(Série d'exercices)
- a) Recopiez tout le passage du texte sur l'étude ESTEBAN qui va de « Une enquête complète » jusqu'à « et l'état nutritionnel. ».
- b) En vous appuyant sur le texte sur l'étude ESTEBAN, expliquez en une à trois phrases pourquoi cette étude ne reposait pas seulement sur des questionnaires.

(Texte de la page)
+--

Une enquête complète avec mesure de la PA
Outre la prévalence de maladies chroniques et de facteurs de risque vasculaires, l'étude ESTEBAN (pour Étude de santé sur l'environnement, la biosurveillance, l'activité physique et la nutrition), menée chez l'enfant et l'adulte, avait aussi pour but d'estimer les niveaux d'imprégnation à des substances de l'environnement, et de décrire les consommations alimentaires, l'activité physique, la sédentarité et l'état nutritionnel.
« La méthodologie d'ESTEBAN est importante, explique l'épidémiologiste. Une enquête seule ne suffit pas, puisqu'une personne sur deux ne connaît pas son hypertension ». Esteban incluait non seulement une enquête par questionnaires en face-à-face, par auto-questionnaires, une enquête alimentaire mais également la réalisation d'un examen de santé. La pression artérielle (PA) était mesurée lors d'un examen de santé, dans un centre de santé ou à domicile. La mesure était réalisée sur le bras droit à l'aide d'un brassard adapté à la circonférence du bras, à distance de 30 minutes de la prise de sang et après 5 minutes de repos, sans changement de position. Trois mesures ont été réalisées à 1 minute d'intervalle. L'HTA était définie par une PA systolique (PAS) ≥ 140 mmHg et/ou une PA diastolique (PAD) ≥ 90 mmHg.
Au total, sur les 3 021 adultes inclus, 2 169 participants ont eu au moins deux mesures de la PA, dont 974 hommes (45 %) et 1 197 femmes (55 %). L'HTA était considérée comme connue si les personnes avaient répondu oui à la question : « Votre médecin vous a-t-il déjà dit que votre tension était trop élevée » ou si les personnes avaient coché « HTA » à la question « Avez-vous, ou avez-vous déjà eu, une de ces maladies ou problèmes de santé ? ».

+--

(Données à examiner)
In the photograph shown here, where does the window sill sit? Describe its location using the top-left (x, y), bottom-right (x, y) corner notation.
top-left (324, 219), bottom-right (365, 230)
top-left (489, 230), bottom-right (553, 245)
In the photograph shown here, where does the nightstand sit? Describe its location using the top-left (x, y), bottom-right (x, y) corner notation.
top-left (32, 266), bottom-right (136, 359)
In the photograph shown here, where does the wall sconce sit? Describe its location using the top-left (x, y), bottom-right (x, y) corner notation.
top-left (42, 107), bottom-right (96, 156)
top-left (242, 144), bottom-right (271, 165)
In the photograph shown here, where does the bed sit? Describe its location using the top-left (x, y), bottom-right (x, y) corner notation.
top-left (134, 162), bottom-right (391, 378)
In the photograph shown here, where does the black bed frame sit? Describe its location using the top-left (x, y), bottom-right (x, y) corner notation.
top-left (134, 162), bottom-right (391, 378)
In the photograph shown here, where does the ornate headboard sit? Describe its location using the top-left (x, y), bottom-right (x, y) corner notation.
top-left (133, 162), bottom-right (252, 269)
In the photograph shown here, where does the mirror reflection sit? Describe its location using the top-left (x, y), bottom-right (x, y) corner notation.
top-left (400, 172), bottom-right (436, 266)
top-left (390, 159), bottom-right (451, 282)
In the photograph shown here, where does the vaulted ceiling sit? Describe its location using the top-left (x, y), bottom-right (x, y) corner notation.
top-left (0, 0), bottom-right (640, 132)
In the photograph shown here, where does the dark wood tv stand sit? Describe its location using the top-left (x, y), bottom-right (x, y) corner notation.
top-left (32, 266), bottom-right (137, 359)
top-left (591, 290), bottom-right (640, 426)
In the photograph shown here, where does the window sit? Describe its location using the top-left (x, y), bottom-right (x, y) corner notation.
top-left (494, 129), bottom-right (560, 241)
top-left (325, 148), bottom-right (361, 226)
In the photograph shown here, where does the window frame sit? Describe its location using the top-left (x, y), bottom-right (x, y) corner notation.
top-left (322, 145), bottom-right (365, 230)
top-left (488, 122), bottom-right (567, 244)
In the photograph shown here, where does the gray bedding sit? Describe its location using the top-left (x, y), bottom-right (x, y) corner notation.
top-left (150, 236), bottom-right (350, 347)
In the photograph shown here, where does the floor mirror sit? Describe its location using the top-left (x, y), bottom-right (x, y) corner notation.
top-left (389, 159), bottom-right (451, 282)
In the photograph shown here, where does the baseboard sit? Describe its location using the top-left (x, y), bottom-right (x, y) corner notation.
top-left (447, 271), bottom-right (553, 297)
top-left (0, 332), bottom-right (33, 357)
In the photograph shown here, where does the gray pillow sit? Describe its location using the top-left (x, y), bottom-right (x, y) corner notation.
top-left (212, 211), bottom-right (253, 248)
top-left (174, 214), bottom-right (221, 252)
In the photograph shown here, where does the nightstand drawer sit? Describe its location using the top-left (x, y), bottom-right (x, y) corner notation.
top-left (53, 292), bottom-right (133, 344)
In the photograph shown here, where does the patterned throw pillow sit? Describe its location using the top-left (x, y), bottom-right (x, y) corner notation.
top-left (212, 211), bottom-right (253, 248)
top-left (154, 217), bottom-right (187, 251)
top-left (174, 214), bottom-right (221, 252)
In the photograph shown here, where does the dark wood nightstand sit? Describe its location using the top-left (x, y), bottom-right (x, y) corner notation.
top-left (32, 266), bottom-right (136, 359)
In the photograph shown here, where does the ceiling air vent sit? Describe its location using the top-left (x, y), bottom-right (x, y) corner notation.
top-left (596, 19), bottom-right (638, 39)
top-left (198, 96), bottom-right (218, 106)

+--

(Corrigés dans l'ordre)
- a)
Une enquête complète avec mesure de la PA
Outre la prévalence de maladies chroniques et de facteurs de risque vasculaires, l'étude ESTEBAN (pour Étude de santé sur l'environnement, la biosurveillance, l'activité physique et la nutrition), menée chez l'enfant et l'adulte, avait aussi pour but d'estimer les niveaux d'imprégnation à des substances de l'environnement, et de décrire les consommations alimentaires, l'activité physique, la sédentarité et l'état nutritionnel.

- b) Selon l'épidémiologiste, une enquête seule ne suffit pas, puisqu'une personne sur deux ne connaît pas son hypertension. L'étude comprenait donc aussi un examen de santé au cours duquel la pression artérielle était mesurée.